What is required
According to the excerpt on MySQL query plans, what execution times does the first plan typically give on development machines?

Extract provided
===============

Depending on the time specified in the query, we have 2 possible resulting plans:
mysql> EXPLAIN SELECT * FROM `test_table` WHERE `session` = 2 AND `time` < '2003-12-02' ORDER BY `time` DESC LIMIT 1;
+----+-------------+------------+-------+------------------+------------------+---------+------+------+-------------+
| id | select_type | table | type | possible_keys | key | key_len | ref | rows | Extra |
+----+-------------+------------+-------+------------------+------------------+---------+------+------+-------------+
| 1 | SIMPLE | test_table | range | session_time_idx | session_time_idx | 8 | NULL | 6050 | Using where |
+----+-------------+------------+-------+------------------+------------------+---------+------+------+-------------+
mysql> EXPLAIN SELECT * FROM `test_table` WHERE `session` = 2 AND `time` < '2005-01-02' ORDER BY `time` DESC LIMIT 1;
+----+-------------+------------+------+------------------+------------------+---------+-------+--------+-------------+
| id | select_type | table | type | possible_keys | key | key_len | ref | rows | Extra |
+----+-------------+------------+------+------------------+------------------+---------+-------+--------+-------------+
| 1 | SIMPLE | test_table | ref | session_time_idx | session_time_idx | 4 | const | 127758 | Using where |
+----+-------------+------------+------+------------------+------------------+---------+-------+--------+-------------+
The first plan uses the whole index (session and time), typically resulting in sub-ms execution times on development machines.
The second plan uses only part of the index then scans the results of the whole session, sometimes hundreds of thousands of rows. Needless to say, the performance of the second plan is very poor. Tens of ms on development machines, which can become seconds on the slow production embedded devices.
The difference between the two queries is just the amount of rows which would match the query if no "LIMIT" clause was used. This makes sense when no "LIMIT" is specified because scanning the data directly can be an advantage instead of scanning both the second part of the index and the data. But MySQL doesn't seem to care about the fact that we only need one row: using the full index seems to be always the best choice in this case.

===============

Supplied material
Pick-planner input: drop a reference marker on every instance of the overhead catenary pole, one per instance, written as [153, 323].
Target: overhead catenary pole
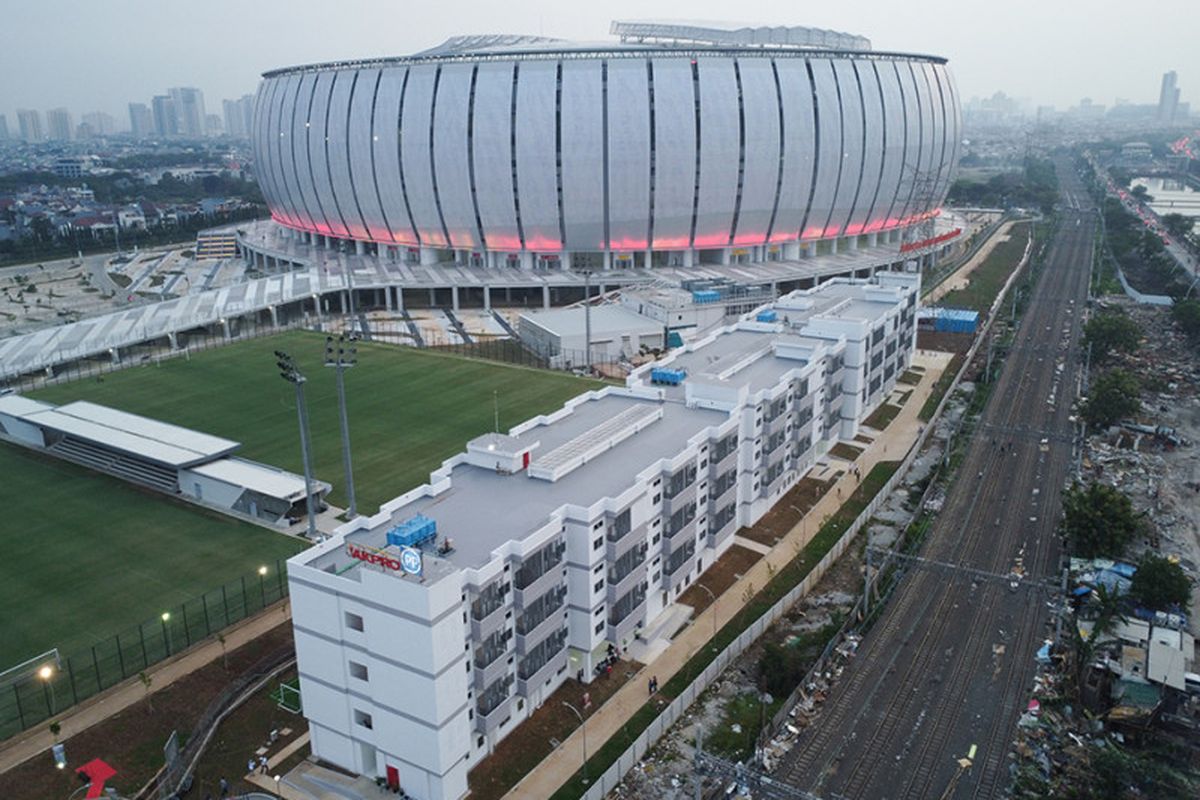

===============

Task response
Sub-millisecond execution times.